→ Exercise details
Rewrite the listing below as a numbered list, one line per number, and leave out any blank lines.
※
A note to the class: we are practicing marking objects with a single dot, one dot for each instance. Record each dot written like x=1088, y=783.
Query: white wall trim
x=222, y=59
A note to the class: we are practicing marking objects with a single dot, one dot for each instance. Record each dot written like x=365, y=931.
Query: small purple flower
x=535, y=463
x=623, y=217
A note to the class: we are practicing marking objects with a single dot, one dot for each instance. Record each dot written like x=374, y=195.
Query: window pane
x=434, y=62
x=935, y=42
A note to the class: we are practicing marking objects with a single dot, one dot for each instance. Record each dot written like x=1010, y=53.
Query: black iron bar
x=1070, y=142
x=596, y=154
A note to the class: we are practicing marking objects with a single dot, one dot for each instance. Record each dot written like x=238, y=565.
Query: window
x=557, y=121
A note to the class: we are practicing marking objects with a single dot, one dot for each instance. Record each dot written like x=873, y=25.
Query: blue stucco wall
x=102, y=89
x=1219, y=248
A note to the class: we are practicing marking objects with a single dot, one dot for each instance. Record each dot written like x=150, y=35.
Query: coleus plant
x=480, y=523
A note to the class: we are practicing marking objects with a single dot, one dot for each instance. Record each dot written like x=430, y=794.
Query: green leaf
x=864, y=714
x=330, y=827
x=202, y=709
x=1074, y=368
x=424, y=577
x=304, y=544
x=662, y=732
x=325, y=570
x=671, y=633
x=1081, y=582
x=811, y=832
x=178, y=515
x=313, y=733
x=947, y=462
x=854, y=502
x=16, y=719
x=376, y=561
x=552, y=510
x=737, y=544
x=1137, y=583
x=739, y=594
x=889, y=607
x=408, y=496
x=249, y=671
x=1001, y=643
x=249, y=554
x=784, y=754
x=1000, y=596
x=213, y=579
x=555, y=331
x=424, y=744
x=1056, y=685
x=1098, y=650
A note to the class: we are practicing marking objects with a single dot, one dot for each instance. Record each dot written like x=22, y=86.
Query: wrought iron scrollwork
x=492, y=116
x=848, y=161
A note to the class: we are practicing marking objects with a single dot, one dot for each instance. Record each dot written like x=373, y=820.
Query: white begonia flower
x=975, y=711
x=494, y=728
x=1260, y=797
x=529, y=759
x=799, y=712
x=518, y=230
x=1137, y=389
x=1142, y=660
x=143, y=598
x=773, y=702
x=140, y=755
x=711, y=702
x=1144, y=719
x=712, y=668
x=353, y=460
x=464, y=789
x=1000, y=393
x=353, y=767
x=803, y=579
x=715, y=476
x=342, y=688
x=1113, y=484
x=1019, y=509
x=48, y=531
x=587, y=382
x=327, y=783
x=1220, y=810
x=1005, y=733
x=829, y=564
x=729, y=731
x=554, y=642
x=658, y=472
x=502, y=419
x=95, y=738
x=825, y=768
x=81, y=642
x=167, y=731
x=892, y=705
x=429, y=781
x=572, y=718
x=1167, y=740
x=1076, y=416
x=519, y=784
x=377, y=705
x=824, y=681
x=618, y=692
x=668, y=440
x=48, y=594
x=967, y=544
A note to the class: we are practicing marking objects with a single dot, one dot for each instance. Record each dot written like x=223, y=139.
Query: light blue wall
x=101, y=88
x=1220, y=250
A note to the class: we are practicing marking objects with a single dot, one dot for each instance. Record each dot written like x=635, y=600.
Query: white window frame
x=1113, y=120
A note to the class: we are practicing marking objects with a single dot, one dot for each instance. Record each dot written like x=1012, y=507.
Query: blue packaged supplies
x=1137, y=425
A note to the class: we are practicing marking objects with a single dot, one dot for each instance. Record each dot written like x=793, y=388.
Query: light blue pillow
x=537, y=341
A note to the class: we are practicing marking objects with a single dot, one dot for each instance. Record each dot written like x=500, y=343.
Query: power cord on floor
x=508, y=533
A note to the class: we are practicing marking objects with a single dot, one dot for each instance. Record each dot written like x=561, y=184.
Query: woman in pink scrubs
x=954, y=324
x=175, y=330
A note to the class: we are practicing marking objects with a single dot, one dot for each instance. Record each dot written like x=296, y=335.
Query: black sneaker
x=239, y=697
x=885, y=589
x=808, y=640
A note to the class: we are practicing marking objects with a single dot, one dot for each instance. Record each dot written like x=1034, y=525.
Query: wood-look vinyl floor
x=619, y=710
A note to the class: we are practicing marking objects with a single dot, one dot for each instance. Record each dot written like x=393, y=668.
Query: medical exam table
※
→ Exercise output
1. A note to the class: we are practicing marking objects with a single dot, one dot for each instance. Record each dot written like x=1088, y=783.
2. Query: white wall trim
3. x=222, y=59
4. A note to the class: we are practicing marking objects with a single dot, one dot for each instance. Record each dot written like x=365, y=931.
5. Query: small purple flower
6. x=535, y=463
7. x=623, y=217
8. A note to the class: we are practicing marking objects with a single dot, one dot for each instance. Record each dot written like x=374, y=195.
9. Query: window pane
10. x=434, y=62
11. x=935, y=42
12. A note to the class: we are practicing marking objects with a single dot, one dot for each instance. Record each dot written like x=1010, y=53.
13. Query: black iron bar
14. x=1070, y=142
15. x=596, y=154
16. A note to the class: we are practicing marking objects with a single dot, one dot for each instance. Record each dot written like x=238, y=565.
17. Query: window
18. x=557, y=121
19. A note to the class: we are practicing marking objects with a single dot, one dot for each instance. Record each dot written like x=873, y=25.
20. Query: blue stucco wall
21. x=102, y=89
22. x=1219, y=248
23. A note to the class: we are practicing marking objects with a single dot, one dot for each instance. Record each dot written like x=150, y=35.
24. Query: coleus plant
25. x=480, y=523
26. A note to the class: we are practicing marking objects with a single dot, one dot for each instance. Record each dot written like x=430, y=794.
27. Query: green leaf
28. x=864, y=714
29. x=330, y=827
30. x=202, y=709
31. x=1074, y=368
32. x=424, y=577
33. x=304, y=544
34. x=662, y=732
35. x=325, y=570
36. x=671, y=633
37. x=1081, y=582
38. x=811, y=832
39. x=178, y=515
40. x=313, y=733
41. x=947, y=462
42. x=854, y=502
43. x=16, y=719
44. x=376, y=561
45. x=552, y=510
46. x=737, y=544
47. x=1137, y=583
48. x=739, y=594
49. x=889, y=607
50. x=408, y=496
51. x=249, y=671
52. x=1001, y=643
53. x=249, y=554
54. x=784, y=754
55. x=1000, y=596
56. x=213, y=579
57. x=555, y=331
58. x=424, y=744
59. x=1056, y=685
60. x=1098, y=650
61. A note to the class: we are practicing marking objects with a single dot, one dot for each instance. Record each dot written like x=22, y=86.
62. Query: wrought iron scrollwork
63. x=492, y=116
64. x=848, y=161
65. A note to the class: we are practicing marking objects with a single dot, one dot for each instance. Record each dot written like x=373, y=820.
66. Query: white begonia flower
67. x=975, y=711
68. x=494, y=728
69. x=1260, y=797
70. x=529, y=759
71. x=799, y=712
72. x=518, y=230
73. x=1137, y=389
74. x=1142, y=660
75. x=143, y=598
76. x=773, y=702
77. x=140, y=755
78. x=711, y=702
79. x=1144, y=719
80. x=712, y=668
81. x=353, y=460
82. x=464, y=789
83. x=1000, y=393
84. x=353, y=767
85. x=803, y=579
86. x=715, y=476
87. x=342, y=688
88. x=1113, y=484
89. x=1019, y=509
90. x=48, y=531
91. x=587, y=382
92. x=327, y=783
93. x=1220, y=810
94. x=1005, y=733
95. x=829, y=564
96. x=729, y=731
97. x=554, y=642
98. x=658, y=472
99. x=502, y=419
100. x=95, y=738
101. x=825, y=768
102. x=81, y=642
103. x=167, y=731
104. x=892, y=705
105. x=429, y=781
106. x=572, y=718
107. x=1167, y=740
108. x=1076, y=416
109. x=519, y=784
110. x=377, y=705
111. x=824, y=681
112. x=618, y=692
113. x=668, y=440
114. x=48, y=594
115. x=967, y=544
116. A note to the class: we are practicing marking objects with a single dot, one dot for each instance. Record each dot written like x=223, y=139.
117. Query: light blue wall
118. x=101, y=88
119. x=1220, y=250
120. A note to the class: we are practicing marking objects with a single dot, one dot for each instance. Record each dot written like x=635, y=600.
121. Query: white window frame
122. x=1113, y=120
123. A note to the class: we are practicing marking objects with a single dot, one dot for each instance. Record each dot written like x=1012, y=507.
124. Query: blue packaged supplies
125. x=1137, y=425
126. A note to the class: we are practicing marking objects with a single dot, one dot for each instance. Record each dot written like x=793, y=388.
127. Query: light blue pillow
128. x=537, y=341
129. A note to the class: we are practicing marking objects with a single dot, one dot for each instance. Record each dot written like x=500, y=343.
130. Query: power cord on floor
131. x=508, y=533
132. A note to the class: we are practicing marking objects with a single dot, one dot for each instance. Record each dot written like x=561, y=184.
133. Query: woman in pink scrubs
134. x=954, y=324
135. x=175, y=330
136. A note to the class: we are practicing marking objects with a single dot, one dot for each instance. Record each dot written like x=296, y=335.
137. Query: black sneaker
138. x=239, y=697
139. x=885, y=589
140. x=808, y=640
141. A note to the class: we are practicing marking objects with a single dot, one dot for each instance. Record each dot written like x=1034, y=525.
142. Query: wood-look vinyl floor
143. x=619, y=710
144. A note to the class: we are practicing marking objects with a single dot, one dot for each instance. Record each dot written like x=393, y=668.
145. Query: medical exam table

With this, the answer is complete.